## [Given records]
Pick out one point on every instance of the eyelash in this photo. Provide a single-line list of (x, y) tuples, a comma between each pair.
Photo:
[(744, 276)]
--
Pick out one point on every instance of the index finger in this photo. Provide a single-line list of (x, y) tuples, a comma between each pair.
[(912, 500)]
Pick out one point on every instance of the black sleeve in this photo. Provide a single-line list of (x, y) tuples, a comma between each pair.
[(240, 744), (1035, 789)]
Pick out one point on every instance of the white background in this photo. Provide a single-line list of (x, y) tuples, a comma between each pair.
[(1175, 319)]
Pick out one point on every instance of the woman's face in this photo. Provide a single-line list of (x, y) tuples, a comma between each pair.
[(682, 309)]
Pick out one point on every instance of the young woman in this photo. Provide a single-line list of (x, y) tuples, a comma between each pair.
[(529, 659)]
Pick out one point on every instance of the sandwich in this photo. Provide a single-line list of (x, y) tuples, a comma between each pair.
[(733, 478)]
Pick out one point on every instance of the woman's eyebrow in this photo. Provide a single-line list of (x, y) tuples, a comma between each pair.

## [Instructions for the task]
Taking the entries above, restate exactly those lines that fall between the line with "Pick out one point on every instance of the woman's face" and the line with "Pick out one point on every instance of the woman's eyebrow", keeping both of those lines too.

## [Exercise response]
Pick out one point on every instance of the woman's face in this photo. Provide a single-line list of (x, y) tuples, a comma between each pair.
[(682, 309)]
Pick out one point on every instance of the young woman in this photo. Provide a single-line list of (x, y) tuples, a comma between each pair.
[(529, 659)]
Pick out one point on every instance of the sandwich in this photo. Provide a single-line list of (x, y) tuples, a comma between each pair.
[(733, 478)]
Pick out one point on every instance of the woman's eyebrow in this photo. Provide a single-line list of (x, y) tuples, a comma between each pair.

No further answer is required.